### GIVEN EXERCISE
How many lines of the listing below contain the string "building", matching case exactly? Reply with the number alone.
● ● ● ●
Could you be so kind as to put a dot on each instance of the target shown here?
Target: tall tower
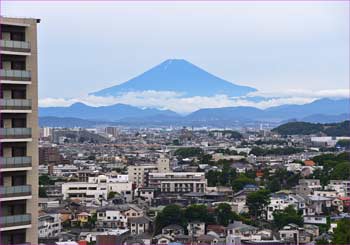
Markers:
(19, 131)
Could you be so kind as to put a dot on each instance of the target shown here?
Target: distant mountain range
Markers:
(180, 76)
(105, 113)
(323, 110)
(306, 128)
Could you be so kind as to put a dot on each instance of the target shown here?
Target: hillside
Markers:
(110, 113)
(305, 128)
(178, 76)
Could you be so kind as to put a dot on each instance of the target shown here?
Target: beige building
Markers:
(138, 174)
(19, 131)
(179, 182)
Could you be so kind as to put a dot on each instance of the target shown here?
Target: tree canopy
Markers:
(287, 216)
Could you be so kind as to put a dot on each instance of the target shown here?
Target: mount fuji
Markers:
(179, 76)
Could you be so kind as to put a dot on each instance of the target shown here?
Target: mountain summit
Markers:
(177, 75)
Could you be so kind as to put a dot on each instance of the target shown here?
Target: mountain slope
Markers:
(102, 113)
(177, 76)
(274, 114)
(322, 106)
(317, 111)
(305, 128)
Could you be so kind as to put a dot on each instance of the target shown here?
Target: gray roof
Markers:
(238, 225)
(140, 220)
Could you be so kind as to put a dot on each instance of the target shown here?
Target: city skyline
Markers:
(297, 51)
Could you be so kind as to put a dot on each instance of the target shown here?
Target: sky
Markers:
(297, 50)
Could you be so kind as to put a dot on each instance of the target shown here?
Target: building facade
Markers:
(19, 131)
(178, 182)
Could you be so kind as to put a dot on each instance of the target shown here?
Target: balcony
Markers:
(15, 191)
(15, 104)
(14, 220)
(14, 46)
(13, 134)
(15, 162)
(15, 75)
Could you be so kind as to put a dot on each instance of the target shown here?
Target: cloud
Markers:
(330, 93)
(174, 101)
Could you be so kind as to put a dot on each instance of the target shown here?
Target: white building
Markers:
(49, 225)
(278, 202)
(179, 182)
(97, 188)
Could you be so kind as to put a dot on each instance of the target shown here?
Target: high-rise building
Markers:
(19, 131)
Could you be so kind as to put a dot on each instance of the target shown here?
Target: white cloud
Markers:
(174, 101)
(330, 93)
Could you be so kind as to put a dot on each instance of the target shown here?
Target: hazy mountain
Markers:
(322, 106)
(178, 76)
(68, 122)
(102, 113)
(306, 128)
(324, 110)
(321, 118)
(325, 107)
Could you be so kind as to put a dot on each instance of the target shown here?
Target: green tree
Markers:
(111, 194)
(341, 171)
(257, 201)
(42, 191)
(45, 180)
(241, 181)
(188, 152)
(171, 214)
(287, 216)
(198, 213)
(341, 234)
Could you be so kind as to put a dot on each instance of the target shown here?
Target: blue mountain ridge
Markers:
(180, 76)
(322, 109)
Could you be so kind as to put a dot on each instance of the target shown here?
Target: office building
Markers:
(19, 131)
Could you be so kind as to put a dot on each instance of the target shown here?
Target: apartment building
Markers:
(178, 182)
(138, 173)
(97, 188)
(19, 131)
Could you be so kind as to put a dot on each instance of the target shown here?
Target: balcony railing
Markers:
(15, 220)
(16, 46)
(15, 104)
(15, 75)
(15, 191)
(15, 133)
(15, 162)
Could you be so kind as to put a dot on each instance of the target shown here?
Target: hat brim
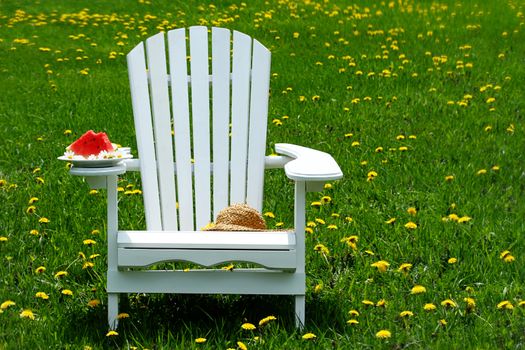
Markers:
(230, 227)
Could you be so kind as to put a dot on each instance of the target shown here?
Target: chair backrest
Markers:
● ● ● ●
### ANSWER
6